# Start of DATA FOR THIS TASK
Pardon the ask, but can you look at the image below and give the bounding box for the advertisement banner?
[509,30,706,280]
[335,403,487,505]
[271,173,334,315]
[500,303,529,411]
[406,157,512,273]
# End of DATA FOR THIS TASK
THE TASK:
Reproduce every one of the entries above verbatim, without altering a single character.

OUTPUT OF THE EXERCISE:
Pardon the ask, but can you look at the image below and give the bounding box for the advertisement banner?
[509,30,706,280]
[335,403,487,505]
[271,173,334,315]
[500,303,529,411]
[406,157,512,273]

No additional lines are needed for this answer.